**WORK TO DO:** In the listing below, count the lines that contain the string "white", with case counting. Reply with the number alone.

Coordinate annotation records
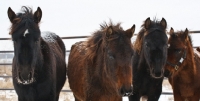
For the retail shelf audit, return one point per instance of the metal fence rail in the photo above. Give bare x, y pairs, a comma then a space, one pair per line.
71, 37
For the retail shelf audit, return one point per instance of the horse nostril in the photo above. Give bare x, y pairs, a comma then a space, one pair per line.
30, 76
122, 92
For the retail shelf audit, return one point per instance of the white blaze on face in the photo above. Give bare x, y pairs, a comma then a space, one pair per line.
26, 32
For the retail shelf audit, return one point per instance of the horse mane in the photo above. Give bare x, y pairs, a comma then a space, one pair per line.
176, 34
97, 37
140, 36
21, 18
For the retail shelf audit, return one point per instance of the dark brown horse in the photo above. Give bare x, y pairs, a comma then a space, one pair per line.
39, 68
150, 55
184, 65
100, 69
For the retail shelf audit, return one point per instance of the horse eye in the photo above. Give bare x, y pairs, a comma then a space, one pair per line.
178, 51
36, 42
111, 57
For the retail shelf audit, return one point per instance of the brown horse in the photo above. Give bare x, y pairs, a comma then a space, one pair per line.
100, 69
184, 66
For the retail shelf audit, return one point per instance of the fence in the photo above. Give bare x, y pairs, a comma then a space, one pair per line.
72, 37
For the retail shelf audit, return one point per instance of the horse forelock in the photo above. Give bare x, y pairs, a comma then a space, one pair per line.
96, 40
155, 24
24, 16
* * *
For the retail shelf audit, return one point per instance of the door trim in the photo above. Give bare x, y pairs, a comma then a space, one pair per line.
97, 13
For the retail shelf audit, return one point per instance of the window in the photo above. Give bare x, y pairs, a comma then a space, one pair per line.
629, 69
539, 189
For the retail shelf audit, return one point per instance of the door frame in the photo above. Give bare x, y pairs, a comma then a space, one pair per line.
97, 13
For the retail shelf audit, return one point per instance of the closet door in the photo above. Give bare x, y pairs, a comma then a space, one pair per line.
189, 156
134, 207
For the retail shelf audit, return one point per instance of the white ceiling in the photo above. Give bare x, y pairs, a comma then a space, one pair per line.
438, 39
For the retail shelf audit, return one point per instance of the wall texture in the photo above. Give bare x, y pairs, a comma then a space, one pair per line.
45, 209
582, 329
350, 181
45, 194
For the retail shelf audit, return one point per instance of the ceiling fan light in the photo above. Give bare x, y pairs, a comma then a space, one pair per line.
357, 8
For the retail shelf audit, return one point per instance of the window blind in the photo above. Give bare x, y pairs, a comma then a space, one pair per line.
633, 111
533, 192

**SOLUTION FOR THIS PROBLEM:** 2